Work instructions | Return all of the lines below word for word, but leave out the pictures.

>>>>>

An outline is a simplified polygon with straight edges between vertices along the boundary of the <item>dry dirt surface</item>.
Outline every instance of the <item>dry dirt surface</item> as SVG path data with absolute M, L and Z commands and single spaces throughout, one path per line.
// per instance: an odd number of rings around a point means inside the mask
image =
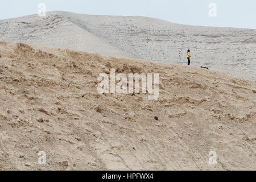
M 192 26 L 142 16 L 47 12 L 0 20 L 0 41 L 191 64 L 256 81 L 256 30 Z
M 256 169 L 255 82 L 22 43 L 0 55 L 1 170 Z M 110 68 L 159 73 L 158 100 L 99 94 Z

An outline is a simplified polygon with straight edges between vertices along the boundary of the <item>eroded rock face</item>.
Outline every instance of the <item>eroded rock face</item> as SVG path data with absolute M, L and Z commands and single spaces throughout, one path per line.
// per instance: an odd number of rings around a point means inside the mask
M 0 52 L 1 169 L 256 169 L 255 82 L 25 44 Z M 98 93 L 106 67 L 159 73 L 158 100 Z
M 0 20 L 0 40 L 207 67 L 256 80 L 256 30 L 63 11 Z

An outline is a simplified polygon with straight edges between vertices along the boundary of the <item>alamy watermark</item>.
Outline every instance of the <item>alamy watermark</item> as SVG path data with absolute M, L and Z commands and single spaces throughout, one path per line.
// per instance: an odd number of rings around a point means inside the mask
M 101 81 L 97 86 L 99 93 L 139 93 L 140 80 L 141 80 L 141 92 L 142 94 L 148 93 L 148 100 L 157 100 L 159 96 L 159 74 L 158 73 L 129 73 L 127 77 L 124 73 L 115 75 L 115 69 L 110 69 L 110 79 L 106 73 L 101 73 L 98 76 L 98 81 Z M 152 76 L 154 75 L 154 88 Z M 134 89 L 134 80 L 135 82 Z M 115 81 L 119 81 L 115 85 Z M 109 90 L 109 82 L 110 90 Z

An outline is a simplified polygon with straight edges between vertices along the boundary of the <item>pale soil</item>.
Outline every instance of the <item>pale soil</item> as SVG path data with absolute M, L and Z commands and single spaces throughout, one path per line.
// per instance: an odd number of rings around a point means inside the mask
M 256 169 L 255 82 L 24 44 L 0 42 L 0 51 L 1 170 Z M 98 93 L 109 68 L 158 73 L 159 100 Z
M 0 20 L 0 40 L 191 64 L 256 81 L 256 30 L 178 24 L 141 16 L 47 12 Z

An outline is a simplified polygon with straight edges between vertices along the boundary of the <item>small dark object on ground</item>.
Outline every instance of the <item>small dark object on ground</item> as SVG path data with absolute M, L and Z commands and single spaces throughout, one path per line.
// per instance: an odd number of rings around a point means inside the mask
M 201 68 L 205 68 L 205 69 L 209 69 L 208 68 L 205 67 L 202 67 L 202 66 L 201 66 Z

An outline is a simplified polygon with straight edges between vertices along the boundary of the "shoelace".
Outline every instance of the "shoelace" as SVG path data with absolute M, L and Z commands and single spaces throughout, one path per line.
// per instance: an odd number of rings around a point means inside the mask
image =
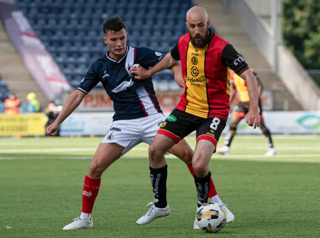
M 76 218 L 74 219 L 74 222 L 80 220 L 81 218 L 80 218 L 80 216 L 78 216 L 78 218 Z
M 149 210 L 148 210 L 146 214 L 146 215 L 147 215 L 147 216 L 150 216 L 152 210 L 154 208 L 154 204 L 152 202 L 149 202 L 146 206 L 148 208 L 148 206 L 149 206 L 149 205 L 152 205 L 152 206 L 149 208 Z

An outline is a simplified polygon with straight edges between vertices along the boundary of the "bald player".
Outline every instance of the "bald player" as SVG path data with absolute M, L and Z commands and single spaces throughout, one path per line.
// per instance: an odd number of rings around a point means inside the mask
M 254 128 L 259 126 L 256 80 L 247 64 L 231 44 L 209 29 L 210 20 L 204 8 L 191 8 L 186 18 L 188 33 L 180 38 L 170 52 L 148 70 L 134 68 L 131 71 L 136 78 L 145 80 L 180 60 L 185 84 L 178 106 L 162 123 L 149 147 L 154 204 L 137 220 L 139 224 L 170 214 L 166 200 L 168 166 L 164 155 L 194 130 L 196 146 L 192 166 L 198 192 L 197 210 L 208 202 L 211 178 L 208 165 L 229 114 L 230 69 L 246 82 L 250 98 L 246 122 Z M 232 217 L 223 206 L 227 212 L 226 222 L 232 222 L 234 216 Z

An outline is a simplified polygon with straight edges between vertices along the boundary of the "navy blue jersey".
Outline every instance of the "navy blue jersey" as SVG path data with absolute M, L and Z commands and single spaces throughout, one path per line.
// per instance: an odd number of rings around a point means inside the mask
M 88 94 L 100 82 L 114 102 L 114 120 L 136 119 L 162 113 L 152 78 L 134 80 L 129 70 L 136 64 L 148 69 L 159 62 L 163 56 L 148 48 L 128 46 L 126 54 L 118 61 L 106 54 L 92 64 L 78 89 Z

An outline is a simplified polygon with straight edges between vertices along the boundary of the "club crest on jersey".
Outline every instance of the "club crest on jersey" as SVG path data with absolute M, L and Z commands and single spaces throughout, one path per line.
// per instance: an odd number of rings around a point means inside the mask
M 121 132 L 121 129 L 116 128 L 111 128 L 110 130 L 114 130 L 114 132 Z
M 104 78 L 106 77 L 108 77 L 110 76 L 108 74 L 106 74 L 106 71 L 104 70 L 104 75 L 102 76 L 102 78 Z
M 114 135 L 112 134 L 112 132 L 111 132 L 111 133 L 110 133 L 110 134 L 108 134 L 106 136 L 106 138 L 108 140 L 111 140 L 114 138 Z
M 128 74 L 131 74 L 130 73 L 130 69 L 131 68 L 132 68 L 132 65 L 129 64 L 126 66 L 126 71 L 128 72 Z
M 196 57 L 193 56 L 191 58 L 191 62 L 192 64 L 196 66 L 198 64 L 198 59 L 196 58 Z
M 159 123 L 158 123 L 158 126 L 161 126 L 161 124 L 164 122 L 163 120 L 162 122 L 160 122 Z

<<<<<

Correct response |
An outline is a simplified polygon with straight edges between vertices along the boundary of the <item>dry dirt surface</item>.
Outline every instance of the <item>dry dirt surface</item> as SVG path data with absolute M, L and Z commands and single spaces throughout, one path per line.
// per instance: an odd number of rings around a point means inside the mask
image =
M 192 26 L 142 16 L 47 12 L 0 20 L 0 41 L 191 64 L 256 81 L 256 30 Z
M 256 169 L 255 82 L 22 43 L 0 55 L 1 170 Z M 110 68 L 159 73 L 158 100 L 99 94 Z

An outline is a simplified polygon with straight edges between vertices along the boundary of the <item>eroded rock face</item>.
Outline every instance of the <item>eroded rock face</item> as SVG path data with absolute M, L and Z commands and single spaces throughout, one path per line.
// per instance: an odd number of rings around a point means inside the mask
M 0 52 L 1 169 L 256 169 L 255 82 L 25 44 Z M 98 93 L 106 67 L 159 73 L 158 100 Z
M 0 20 L 0 40 L 207 67 L 256 80 L 256 30 L 63 11 Z

An outline is a simplified polygon with straight edges between vertices along the boundary of the <item>alamy watermark</item>.
Outline every instance of the <item>alamy watermark</item> as SVG path data with absolute M, L and Z commands and single spaces throughout, one path per line.
// per instance: an odd number of rings around a point means inside the mask
M 101 81 L 97 86 L 99 93 L 139 93 L 140 80 L 141 80 L 141 92 L 142 94 L 148 93 L 148 100 L 157 100 L 159 96 L 159 74 L 158 73 L 129 73 L 127 77 L 124 73 L 115 75 L 115 69 L 110 69 L 110 79 L 106 73 L 101 73 L 98 76 L 98 81 Z M 152 76 L 154 75 L 154 88 Z M 134 89 L 134 80 L 135 82 Z M 115 81 L 119 81 L 115 85 Z M 109 90 L 109 82 L 110 90 Z

An outline is a simplified polygon with straight edges between vertices along the boundary of the <item>pale soil</item>.
Outline every instance of the <item>pale soil</item> as SVG path data with absolute M, L and Z commands and single spaces throughout, one path per line.
// per instance: an odd number of rings around a point means inside the mask
M 256 169 L 255 82 L 24 44 L 0 42 L 0 51 L 1 170 Z M 98 93 L 109 68 L 158 73 L 159 100 Z
M 0 20 L 0 40 L 191 64 L 256 81 L 256 30 L 178 24 L 141 16 L 47 12 Z

An outline is a simplified polygon with straight edges between vertices along the boundary of the <item>small dark object on ground</item>.
Outline every instance of the <item>small dark object on ground</item> as SVG path data with absolute M, L and Z commands and single spaces throughout, one path per line.
// per instance: an odd number of rings around a point means inside the mask
M 201 68 L 205 68 L 205 69 L 209 69 L 208 68 L 205 67 L 202 67 L 202 66 L 201 66 Z

An outline is a simplified polygon with straight edges between vertices along the boundary of the "shoelace".
Outline every instance of the "shoelace" as SVG path data with absolute M, L and Z commands and single spaces throughout, one path per line.
// per instance: an odd number of rings around a point means inside the mask
image =
M 76 218 L 74 219 L 74 222 L 80 220 L 81 218 L 80 218 L 80 216 L 78 216 L 78 218 Z
M 149 210 L 148 210 L 146 214 L 146 215 L 147 215 L 147 216 L 150 216 L 152 210 L 154 208 L 154 204 L 152 202 L 149 202 L 146 206 L 148 208 L 148 206 L 149 206 L 149 205 L 152 205 L 152 206 L 149 208 Z

An outline is a simplified polygon with straight edges between vertices along the boundary of the "bald player".
Outline every instance of the "bald player" as SVG path data with absolute M, L and Z commands and single spaces throughout, one path per line.
// per instance: an odd number of rings around a point means inside the mask
M 254 128 L 259 126 L 256 80 L 247 64 L 231 44 L 209 29 L 210 20 L 204 8 L 191 8 L 186 18 L 188 33 L 180 38 L 170 52 L 148 70 L 134 68 L 131 71 L 136 78 L 145 80 L 180 60 L 185 84 L 178 106 L 162 123 L 149 147 L 154 204 L 137 220 L 139 224 L 170 214 L 166 200 L 168 166 L 164 155 L 194 130 L 196 146 L 192 166 L 198 192 L 197 210 L 208 202 L 211 178 L 208 165 L 229 114 L 230 69 L 246 82 L 250 98 L 246 122 Z M 232 217 L 223 206 L 227 212 L 226 222 L 232 222 L 234 216 Z

An outline is a simplified polygon with straight edges between vertices along the boundary of the "navy blue jersey".
Outline every instance of the "navy blue jersey" as SVG path data with absolute M, L and Z commands and single spaces throughout, one path per line.
// per instance: an odd number of rings around a point means inside the mask
M 88 94 L 100 82 L 114 102 L 114 120 L 136 119 L 162 113 L 152 78 L 134 80 L 129 70 L 136 64 L 148 69 L 159 62 L 163 56 L 148 48 L 128 46 L 126 54 L 118 61 L 106 54 L 92 64 L 78 89 Z

An outline is a simplified polygon with straight edges between vertices along the boundary of the "club crest on jersey".
Outline every instance of the "club crest on jersey" as SVG path data with absolute M, L and Z commands and single spaces throughout, one path per line.
// per instance: an odd number of rings around a point means inside the mask
M 121 132 L 121 129 L 116 128 L 111 128 L 110 130 L 114 130 L 114 132 Z
M 104 78 L 106 77 L 108 77 L 110 76 L 108 74 L 106 74 L 106 71 L 104 70 L 104 75 L 102 76 L 102 78 Z
M 114 135 L 112 134 L 112 132 L 111 132 L 111 133 L 110 133 L 110 134 L 108 134 L 106 136 L 106 138 L 108 140 L 111 140 L 114 138 Z
M 128 74 L 131 74 L 130 73 L 130 69 L 131 68 L 132 68 L 132 65 L 129 64 L 126 66 L 126 71 L 128 72 Z
M 196 57 L 193 56 L 191 58 L 191 62 L 192 64 L 196 66 L 198 64 L 198 59 L 196 58 Z
M 159 123 L 158 123 L 158 126 L 161 126 L 161 124 L 164 122 L 163 120 L 162 122 L 160 122 Z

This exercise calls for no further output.